WORK INSTRUCTION 1: According to the article on benchmarking ASR for code-switched speech, which models handle mixed-language transcription best?
WORK INSTRUCTION 2: Summarize the article on benchmarking ASR for code-switched speech in two sentences.

Can Voice Agents Handle Bilingual Customers? Benchmarking Frontier ASR on Code-Switched Speech
By Jakub Antkiewicz
•2026-06-10T11:40:12Z
ServiceNow Benchmark Reveals Top ASR Models for Bilingual Enterprise Use
Researchers at ServiceNow have released a new benchmark evaluating how well modern Automatic Speech Recognition (ASR) systems handle code-switching, the common practice of mixing languages mid-sentence. The study addresses a critical gap for enterprises serving bilingual customers, where transcription errors in voice agents for IT or HR support can lead to significant operational failures. The findings identify ElevenLabs Scribe V2, Google Gemini 3 Flash, and AssemblyAI Universal 3-Pro as the most capable models for transcribing these complex, mixed-language interactions.

RECORDED DATA:
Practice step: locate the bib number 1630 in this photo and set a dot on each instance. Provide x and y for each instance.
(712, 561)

WRITTEN SOLUTION 1: ElevenLabs Scribe V2, Google Gemini 3 Flash, and AssemblyAI Universal 3-Pro.

WRITTEN SOLUTION 2: ServiceNow researchers released a benchmark that tests how well modern ASR systems transcribe code-switching, where speakers mix languages mid-sentence, a gap that matters for enterprises whose voice agents serve bilingual customers in IT or HR support. ElevenLabs Scribe V2, Google Gemini 3 Flash, and AssemblyAI Universal 3-Pro came out as the most capable models for these mixed-language interactions.